[Data listing]
_ _ _
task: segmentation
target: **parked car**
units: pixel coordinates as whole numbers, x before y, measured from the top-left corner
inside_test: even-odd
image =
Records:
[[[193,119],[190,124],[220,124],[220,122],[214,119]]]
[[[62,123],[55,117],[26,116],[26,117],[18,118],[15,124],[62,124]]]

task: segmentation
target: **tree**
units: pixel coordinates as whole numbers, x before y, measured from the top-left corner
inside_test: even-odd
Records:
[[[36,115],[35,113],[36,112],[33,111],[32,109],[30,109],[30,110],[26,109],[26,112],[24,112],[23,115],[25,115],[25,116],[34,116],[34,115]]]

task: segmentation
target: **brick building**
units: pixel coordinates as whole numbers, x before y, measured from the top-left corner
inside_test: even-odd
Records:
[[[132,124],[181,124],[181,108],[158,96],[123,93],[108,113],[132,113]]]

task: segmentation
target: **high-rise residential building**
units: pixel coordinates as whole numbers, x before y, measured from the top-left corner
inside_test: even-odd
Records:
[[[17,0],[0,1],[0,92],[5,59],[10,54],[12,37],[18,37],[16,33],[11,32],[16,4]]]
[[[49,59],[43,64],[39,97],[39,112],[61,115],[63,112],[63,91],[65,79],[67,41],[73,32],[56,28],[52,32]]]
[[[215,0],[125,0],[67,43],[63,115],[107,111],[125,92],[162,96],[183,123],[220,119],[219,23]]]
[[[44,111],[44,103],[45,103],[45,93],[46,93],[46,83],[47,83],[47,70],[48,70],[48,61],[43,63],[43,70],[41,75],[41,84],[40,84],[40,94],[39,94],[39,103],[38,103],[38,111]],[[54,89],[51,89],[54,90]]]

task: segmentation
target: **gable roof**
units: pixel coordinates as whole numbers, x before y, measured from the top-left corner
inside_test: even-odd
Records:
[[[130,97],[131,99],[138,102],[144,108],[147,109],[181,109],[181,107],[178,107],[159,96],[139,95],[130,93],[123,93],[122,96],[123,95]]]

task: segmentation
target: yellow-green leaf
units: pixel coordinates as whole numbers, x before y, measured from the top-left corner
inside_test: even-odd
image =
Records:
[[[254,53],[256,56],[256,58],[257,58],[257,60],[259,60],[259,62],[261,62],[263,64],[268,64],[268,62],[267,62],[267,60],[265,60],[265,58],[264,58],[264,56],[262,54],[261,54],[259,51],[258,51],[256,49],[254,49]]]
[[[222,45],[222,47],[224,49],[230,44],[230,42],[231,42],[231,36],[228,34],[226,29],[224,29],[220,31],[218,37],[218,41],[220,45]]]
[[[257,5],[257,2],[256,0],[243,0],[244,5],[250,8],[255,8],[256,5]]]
_ _ _
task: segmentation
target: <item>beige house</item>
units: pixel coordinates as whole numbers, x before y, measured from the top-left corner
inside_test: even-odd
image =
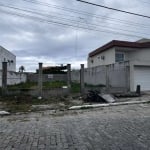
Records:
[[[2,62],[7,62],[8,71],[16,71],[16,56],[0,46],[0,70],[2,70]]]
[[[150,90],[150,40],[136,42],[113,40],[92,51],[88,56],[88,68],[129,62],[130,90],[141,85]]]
_ _ _
DIRECTIONS: Please identify each line in the rows above that contains the word "building", and copy those lines out.

SOLUTION TO THIS PROBLEM:
target: **brick building**
target: **high-rise residential building**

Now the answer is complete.